基础

celeryconfig.py配置文件

# celeryconfig.py配置
broker_url = 'pyamqp://'   #任务队列
result_backend = 'rpc://'  #任务结果存储
task_serializer = 'json'
result_serializer = 'json'
accept_content = ['json']
timezone = 'Europe/Oslo'
enable_utc = True
# 检查celery配置
python -m celeryconfig  
task_routes = {
    'tasks.add': 'low-priority',
}

任务配置

# 为每分钟内允许执行的10个任务
task_annotations = {    'tasks.add': {'rate_limit': '10/m'}
}
# 命令行修改任务速度
$ celery -A tasks control rate_limit tasks.add 10/m
worker@example.com: OK
    new rate limit set successfully

proj/celery.py


# proj/celery.py
from __future__ import absolute_import, unicode_literals
from celery import Celery
# include 参数是程序启动时倒入的模块列表，可以该处添加任务模块，便于职程能够对应相应的任务。
app = Celery('proj',
             broker='amqp://',
             backend='amqp://',
             include=['proj.tasks'])
# Optional configuration, see the application user guide.
app.conf.update(
    result_expires=3600,
)
if __name__ == '__main__':
    app.start()
@task(ignore_result=True) 参数，针对单个任务禁用

tasks.py #include名称路径与include的一致

from __future__ import absolute_import, unicode_literals
from .celery import app
@app.task
def add(x, y):
    return x + y
@app.task
def mul(x, y):
    return x * y
@app.task
def xsum(numbers):
    return sum(numbers)

worker

celery -A proj worker -l info #启动
celery worker —help #查看帮助

-------------- celery@halcyon.local v4.0 (latentcall)
---- **** -----
--- * ***  * -- [Configuration]
-- * - **** --- . broker:      amqp://guest@localhost:5672//
- ** ---------- . app:         __main__:0x1012d8590
- ** ---------- . concurrency: 8 (processes)
- ** ---------- . events:      OFF (enable -E to monitor this worker)
- ** ----------
- *** --- * --- [Queues]
-- ******* ---- . celery:      exchange:celery(direct) binding:celery
--- ***** -----
[2012-06-08 16:23:51,078: WARNING/MainProcess] celery@halcyon.local has started.

* 数据摘录
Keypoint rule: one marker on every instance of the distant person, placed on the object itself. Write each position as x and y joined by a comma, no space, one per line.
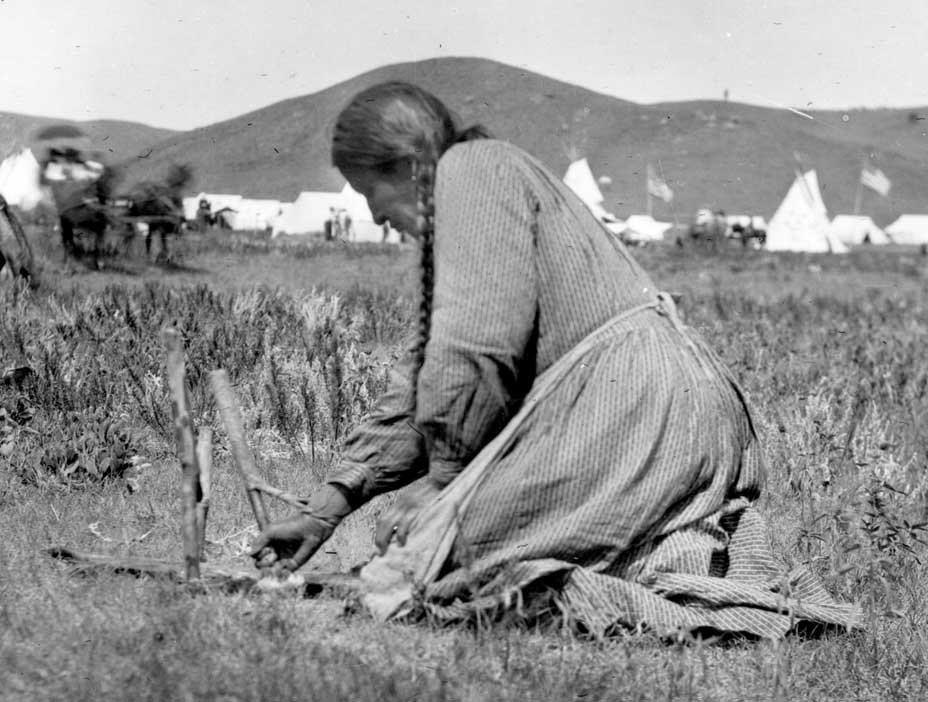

* 练习说明
1. 将页面摘录中以“# 为每分钟内允许执行的10个任务”开头的段落改写成要点列表，并保留其主要信息。
2. 逐字照录页面摘录中从“# proj/celery.py”到“application user guide.”的这一段。
3. 在页面摘录中，proj/celery.py 通过 app.conf.update 把 result_expires 设为多少？

* 逐题答案
1.
- 用 task_annotations 为 tasks.add 设置 rate_limit 为 '10/m'，即每分钟允许执行 10 个任务。
- 也可在命令行修改任务速度：celery -A tasks control rate_limit tasks.add 10/m。
- 设置成功后返回 worker@example.com: OK，并提示 new rate limit set successfully。

2.
# proj/celery.py
from __future__ import absolute_import, unicode_literals
from celery import Celery
# include 参数是程序启动时倒入的模块列表，可以该处添加任务模块，便于职程能够对应相应的任务。
app = Celery('proj',
             broker='amqp://',
             backend='amqp://',
             include=['proj.tasks'])
# Optional configuration, see the application user guide.

3. 3600